(Bounding box annotation entries)
★ ★ ★ ★ ★ ★ ★

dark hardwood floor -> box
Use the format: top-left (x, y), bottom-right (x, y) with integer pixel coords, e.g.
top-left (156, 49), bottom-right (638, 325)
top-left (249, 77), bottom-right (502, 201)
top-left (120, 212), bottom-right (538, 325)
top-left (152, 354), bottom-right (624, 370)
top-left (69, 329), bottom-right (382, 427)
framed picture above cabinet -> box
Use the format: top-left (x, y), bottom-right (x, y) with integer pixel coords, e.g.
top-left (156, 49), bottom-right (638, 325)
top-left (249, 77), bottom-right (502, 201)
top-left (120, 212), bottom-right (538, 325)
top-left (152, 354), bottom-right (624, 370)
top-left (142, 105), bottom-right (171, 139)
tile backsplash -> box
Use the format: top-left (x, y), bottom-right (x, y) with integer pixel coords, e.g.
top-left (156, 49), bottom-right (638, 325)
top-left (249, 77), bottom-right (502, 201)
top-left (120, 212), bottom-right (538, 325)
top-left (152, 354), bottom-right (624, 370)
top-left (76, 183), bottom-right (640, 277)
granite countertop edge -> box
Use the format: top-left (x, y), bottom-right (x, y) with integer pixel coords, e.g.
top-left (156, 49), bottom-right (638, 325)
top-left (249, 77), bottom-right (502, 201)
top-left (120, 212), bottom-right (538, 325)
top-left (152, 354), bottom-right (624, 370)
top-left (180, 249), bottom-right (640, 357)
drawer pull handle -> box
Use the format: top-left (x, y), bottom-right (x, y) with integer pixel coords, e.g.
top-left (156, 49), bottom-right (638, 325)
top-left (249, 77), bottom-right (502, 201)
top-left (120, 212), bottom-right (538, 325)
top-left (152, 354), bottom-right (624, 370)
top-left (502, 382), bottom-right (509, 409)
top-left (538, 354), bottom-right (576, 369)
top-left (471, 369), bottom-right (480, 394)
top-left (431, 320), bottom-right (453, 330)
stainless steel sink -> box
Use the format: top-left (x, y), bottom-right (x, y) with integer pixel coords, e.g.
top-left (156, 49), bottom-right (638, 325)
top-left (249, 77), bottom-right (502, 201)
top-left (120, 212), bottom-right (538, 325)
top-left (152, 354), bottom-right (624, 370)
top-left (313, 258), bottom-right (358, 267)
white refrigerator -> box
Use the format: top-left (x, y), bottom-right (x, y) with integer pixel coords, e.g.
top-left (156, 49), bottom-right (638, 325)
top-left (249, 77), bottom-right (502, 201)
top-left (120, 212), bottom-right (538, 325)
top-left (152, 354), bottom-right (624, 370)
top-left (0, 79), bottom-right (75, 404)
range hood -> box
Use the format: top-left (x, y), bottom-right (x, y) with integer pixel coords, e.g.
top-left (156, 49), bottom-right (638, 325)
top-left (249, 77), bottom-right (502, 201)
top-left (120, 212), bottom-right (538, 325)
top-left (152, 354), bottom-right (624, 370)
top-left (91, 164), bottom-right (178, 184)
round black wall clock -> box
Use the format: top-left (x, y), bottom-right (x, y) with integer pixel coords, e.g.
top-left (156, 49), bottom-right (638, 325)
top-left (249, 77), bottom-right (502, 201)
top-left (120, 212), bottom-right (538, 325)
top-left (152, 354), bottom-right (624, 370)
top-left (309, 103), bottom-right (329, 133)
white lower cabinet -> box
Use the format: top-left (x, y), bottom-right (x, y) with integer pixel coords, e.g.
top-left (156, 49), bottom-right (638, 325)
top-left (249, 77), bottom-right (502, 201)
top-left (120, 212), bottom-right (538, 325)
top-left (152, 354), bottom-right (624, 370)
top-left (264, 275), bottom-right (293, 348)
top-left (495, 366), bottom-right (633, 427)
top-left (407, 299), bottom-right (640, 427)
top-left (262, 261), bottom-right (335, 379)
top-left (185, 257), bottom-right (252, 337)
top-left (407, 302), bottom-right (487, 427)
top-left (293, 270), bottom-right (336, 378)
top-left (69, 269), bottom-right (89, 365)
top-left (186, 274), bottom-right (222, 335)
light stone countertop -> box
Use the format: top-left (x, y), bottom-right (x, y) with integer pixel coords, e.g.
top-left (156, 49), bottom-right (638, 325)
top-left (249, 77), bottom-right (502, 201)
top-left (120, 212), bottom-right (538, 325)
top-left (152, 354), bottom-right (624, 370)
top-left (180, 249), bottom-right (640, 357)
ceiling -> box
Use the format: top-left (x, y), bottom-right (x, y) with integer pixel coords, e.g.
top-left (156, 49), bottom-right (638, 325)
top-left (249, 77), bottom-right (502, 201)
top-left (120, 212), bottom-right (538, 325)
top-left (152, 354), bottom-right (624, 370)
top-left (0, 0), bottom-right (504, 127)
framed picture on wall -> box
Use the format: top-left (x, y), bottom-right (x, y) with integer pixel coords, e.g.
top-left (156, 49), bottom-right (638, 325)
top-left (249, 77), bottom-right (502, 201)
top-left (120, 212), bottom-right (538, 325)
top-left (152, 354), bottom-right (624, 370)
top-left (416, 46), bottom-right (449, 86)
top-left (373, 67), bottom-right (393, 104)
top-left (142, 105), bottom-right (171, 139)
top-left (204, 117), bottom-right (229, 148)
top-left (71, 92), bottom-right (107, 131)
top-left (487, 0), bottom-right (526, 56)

★ ★ ★ ★ ★ ★ ★

EXERCISE REQUIREMENTS: Reproduce all of the data above, swapping every occurrence of "pixel coords" for "pixel coordinates" and leaving everything else unchanged.

RESULT BELOW:
dark hardwood floor -> box
Use the format: top-left (x, y), bottom-right (x, y) with integer pixel coordinates, e.g.
top-left (156, 49), bottom-right (638, 325)
top-left (249, 77), bottom-right (502, 201)
top-left (120, 212), bottom-right (538, 325)
top-left (152, 354), bottom-right (624, 370)
top-left (69, 329), bottom-right (382, 427)
framed picture above cabinet -> box
Use the format: top-left (x, y), bottom-right (x, y) with integer pixel coordinates, e.g.
top-left (156, 49), bottom-right (638, 325)
top-left (249, 77), bottom-right (502, 201)
top-left (120, 212), bottom-right (538, 325)
top-left (152, 354), bottom-right (624, 370)
top-left (142, 105), bottom-right (171, 139)
tile backsplash -> box
Use the format: top-left (x, y), bottom-right (x, y) with integer pixel coordinates, e.g.
top-left (156, 49), bottom-right (638, 325)
top-left (249, 77), bottom-right (502, 201)
top-left (120, 212), bottom-right (538, 325)
top-left (152, 354), bottom-right (624, 370)
top-left (76, 183), bottom-right (640, 277)
granite countertop edge -> box
Use the format: top-left (x, y), bottom-right (x, y) with integer pixel coordinates, e.g.
top-left (156, 49), bottom-right (638, 325)
top-left (249, 77), bottom-right (502, 201)
top-left (120, 212), bottom-right (538, 325)
top-left (152, 354), bottom-right (624, 370)
top-left (180, 249), bottom-right (640, 357)
drawer pull handle -> box
Use the format: top-left (x, y), bottom-right (x, y) with integer pixel coordinates, e.g.
top-left (156, 49), bottom-right (638, 325)
top-left (249, 77), bottom-right (502, 201)
top-left (120, 212), bottom-right (538, 325)
top-left (152, 354), bottom-right (624, 370)
top-left (502, 382), bottom-right (509, 409)
top-left (538, 354), bottom-right (576, 369)
top-left (471, 369), bottom-right (480, 394)
top-left (431, 320), bottom-right (453, 330)
stainless steel sink -> box
Use the format: top-left (x, y), bottom-right (x, y) with integer pixel coordinates, e.g.
top-left (156, 49), bottom-right (638, 325)
top-left (249, 77), bottom-right (502, 201)
top-left (120, 212), bottom-right (538, 325)
top-left (152, 354), bottom-right (624, 370)
top-left (313, 258), bottom-right (358, 267)
white refrigerator -> box
Use the format: top-left (x, y), bottom-right (x, y) with integer pixel coordinates, e.g.
top-left (156, 49), bottom-right (638, 325)
top-left (249, 77), bottom-right (502, 201)
top-left (120, 212), bottom-right (538, 325)
top-left (152, 354), bottom-right (624, 370)
top-left (0, 79), bottom-right (75, 404)
range hood -> box
Use the format: top-left (x, y), bottom-right (x, y) with integer pixel coordinates, e.g.
top-left (156, 49), bottom-right (638, 325)
top-left (249, 77), bottom-right (502, 201)
top-left (120, 212), bottom-right (538, 325)
top-left (152, 354), bottom-right (624, 370)
top-left (91, 164), bottom-right (178, 184)
round black wall clock -> box
Use the format: top-left (x, y), bottom-right (x, y) with integer pixel coordinates, e.g.
top-left (156, 49), bottom-right (638, 325)
top-left (249, 77), bottom-right (502, 201)
top-left (120, 212), bottom-right (538, 325)
top-left (152, 354), bottom-right (624, 370)
top-left (309, 103), bottom-right (329, 133)
white lower cabinet -> box
Use the format: top-left (x, y), bottom-right (x, y) with integer pixel coordinates, e.g.
top-left (156, 49), bottom-right (638, 325)
top-left (249, 77), bottom-right (502, 201)
top-left (120, 212), bottom-right (538, 325)
top-left (152, 354), bottom-right (624, 370)
top-left (264, 275), bottom-right (293, 348)
top-left (495, 366), bottom-right (633, 427)
top-left (407, 299), bottom-right (640, 427)
top-left (262, 261), bottom-right (335, 379)
top-left (185, 257), bottom-right (252, 337)
top-left (407, 302), bottom-right (487, 427)
top-left (293, 270), bottom-right (336, 378)
top-left (69, 269), bottom-right (89, 365)
top-left (186, 274), bottom-right (222, 335)
light stone countertop -> box
Use the format: top-left (x, y), bottom-right (x, y) with integer pixel coordinates, e.g.
top-left (156, 49), bottom-right (638, 325)
top-left (249, 77), bottom-right (502, 201)
top-left (120, 212), bottom-right (538, 325)
top-left (152, 354), bottom-right (624, 370)
top-left (180, 249), bottom-right (640, 357)
ceiling -> box
Use the format: top-left (x, y), bottom-right (x, y) with integer pixel coordinates, e.g.
top-left (156, 49), bottom-right (638, 325)
top-left (249, 77), bottom-right (502, 201)
top-left (120, 212), bottom-right (538, 325)
top-left (152, 354), bottom-right (624, 370)
top-left (0, 0), bottom-right (504, 127)
framed picture on wall -> box
Use the format: top-left (x, y), bottom-right (x, y) with integer pixel coordinates, e.g.
top-left (156, 49), bottom-right (638, 325)
top-left (249, 77), bottom-right (502, 201)
top-left (120, 212), bottom-right (538, 325)
top-left (152, 354), bottom-right (624, 370)
top-left (416, 46), bottom-right (449, 86)
top-left (373, 67), bottom-right (393, 104)
top-left (142, 105), bottom-right (171, 139)
top-left (204, 117), bottom-right (229, 148)
top-left (71, 92), bottom-right (107, 131)
top-left (487, 0), bottom-right (526, 56)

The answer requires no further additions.